EXTRAIT:

La semaine inoubliable La première semaine de guerre
- Type de publication : Article de revue
- Revue : Revue d’histoire de la pensée économique
2020 – 2, n° 10. varia - Auteur : Gide (Charles)
- Pages : 41 à 47
- Revue : Revue d’histoire de la pensée économique
La semaine inoubliable
La première semaine de guerre1
Charles Gide
Jeudi 30 juillet [ 1914 ]
Je suis de service à la Faculté de Droit tout le jour : c’est la fin de la session des examens. Beau jour que celui-ci d’ordinaire : le jour des départs en vacances ! Mais nous ne pensons pas aux vacances, nous pensons à l’orage qui fait déjà le ciel tout noir.
Cependant je ne crois pas à la guerre et même en me rendant ce matin à l’École de Droit, ce qui me hantait l’esprit et me froissait l’âme ce n’était pas la guerre mais l’acquittement hier de la femme Caillaux2. Cependant d’heure en heure les nouvelles deviennent plus inquiétantes. Le journal Paris Midi annonce la mobilisation. Un de nos collègues qui revient du Ministère annonce que l’Allemagne a envoyé un ultimatum à la Russie. Nous accomplissons tout de même notre devoir professionnel. Nous interrogeons, écoutons, marquons les présents mais j’ai une peine infinie à savoir ce que je demande aux candidats et ce qu’ils me répondent. Il me semble que nous jouons la comédie. J’aurais bien envie de leur dire à tous : c’est bon : restons-en là : vous êtes tous reçus. Nos 42jeunes collègues font leurs adieux : ils pensent partir peut-être demain, peut-être cette nuit.
Cependant cette lourde journée est finie : nous enfermons nos robes au vestiaire – pour longtemps – et quand nous sortons, il y a une petite lueur dans le ciel. On dément officiellement la nouvelle de la mobilisation et le journal Paris Midi est poursuivi. Ce soir Le Temps parait encadré de noir. Hébrard, son directeur est mort et la première page lui est consacrée – mais personne ne lit la première page. Ah ! la mort d’un homme, fût-ce un prince du journalisme, ne fait pas grand bruit à cette heure où la mort en attend tant d’autres.

CONSIGNES:
(a) Résumez le récit de Charles Gide en deux phrases.
(b) Selon le récit de Charles Gide, quel journal annonce la mobilisation ce jour-là ?
(c) Prolongez le récit de Charles Gide à partir de sa dernière phrase.
Les entrées proviennent d'une autre source que le récit de Charles Gide.

ENTRÉES:

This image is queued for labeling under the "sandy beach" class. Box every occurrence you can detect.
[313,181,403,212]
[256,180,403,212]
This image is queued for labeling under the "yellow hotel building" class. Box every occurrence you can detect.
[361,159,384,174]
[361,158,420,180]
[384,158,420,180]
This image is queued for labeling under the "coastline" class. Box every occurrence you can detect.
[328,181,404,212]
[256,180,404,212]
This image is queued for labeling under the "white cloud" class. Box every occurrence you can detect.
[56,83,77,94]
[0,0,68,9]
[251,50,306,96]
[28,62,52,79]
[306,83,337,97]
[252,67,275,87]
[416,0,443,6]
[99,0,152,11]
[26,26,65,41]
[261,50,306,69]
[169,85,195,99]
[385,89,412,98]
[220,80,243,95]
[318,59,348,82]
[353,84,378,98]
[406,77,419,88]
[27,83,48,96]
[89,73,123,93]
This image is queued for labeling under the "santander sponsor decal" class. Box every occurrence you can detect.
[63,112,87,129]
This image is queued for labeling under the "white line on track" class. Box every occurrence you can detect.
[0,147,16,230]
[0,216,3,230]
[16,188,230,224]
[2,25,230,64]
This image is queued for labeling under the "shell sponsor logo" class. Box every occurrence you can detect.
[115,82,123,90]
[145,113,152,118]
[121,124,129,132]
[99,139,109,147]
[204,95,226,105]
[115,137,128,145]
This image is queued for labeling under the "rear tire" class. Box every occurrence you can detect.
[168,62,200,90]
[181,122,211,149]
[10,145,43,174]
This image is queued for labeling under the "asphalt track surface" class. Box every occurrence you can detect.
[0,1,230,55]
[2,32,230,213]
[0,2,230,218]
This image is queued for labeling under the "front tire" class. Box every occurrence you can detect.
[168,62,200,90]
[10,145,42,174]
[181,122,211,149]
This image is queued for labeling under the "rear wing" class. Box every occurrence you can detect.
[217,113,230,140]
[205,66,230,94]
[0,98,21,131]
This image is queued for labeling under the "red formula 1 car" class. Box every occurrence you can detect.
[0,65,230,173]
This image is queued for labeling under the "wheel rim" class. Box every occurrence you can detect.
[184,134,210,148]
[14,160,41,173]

RÉPONSES:
(a) Le jeudi 30 juillet 1914, Charles Gide fait passer les derniers examens à la Faculté de Droit, mais l'annonce de la mobilisation et d'un ultimatum de l'Allemagne à la Russie lui donne l'impression de jouer la comédie. En fin de journée, la mobilisation est officiellement démentie et Le Temps paraît encadré de noir pour la mort de son directeur Hébrard, une première page que personne ne lit.

(b) Le journal Paris Midi.

(c)
Vendredi 31 juillet
La cuisinière revient affolée du marché. Les marchands ne rendent plus la monnaie sur le billet : ils refusent la vente ou pour leurs clients habituels, ils vendent à crédit. Les Grands magasins, les bureaux de tabac et bureaux de poste, les cafés, sont assiégés de gens qui viennent demander un écheveau de fil, une boîte d’allumettes, un timbre-poste ou un bock et qui donnent en paiement un billet de 100 fr… Rien ne peut expliquer cette disparition de la monnaie sinon une thésaurisation soudaine et générale – et c’est là un symptôme qui m’inquiète car rien de pareil ne s’est vu dans la guerre de 1870. Les Grands magasins, dans l’impossibilité de faire face aux demandes de change de monnaie, ont dû fermer hier de bonne heure.
Samedi 1 er aoÛt
Les journaux ce matin apportent l’horrible nouvelle de l’assassinat de Jaurès hier soir. Ah ! je disais hier que la mort d’un homme ne fait pas grand bruit en ce moment : celle-ci pourtant cause une émotion profonde. Voici la première et la plus noble victime de cette guerre qu’il 43avait détestée et néanmoins, à la fin, acceptée. Il marche le premier dans l’innombrable file des morts qui vont suivre.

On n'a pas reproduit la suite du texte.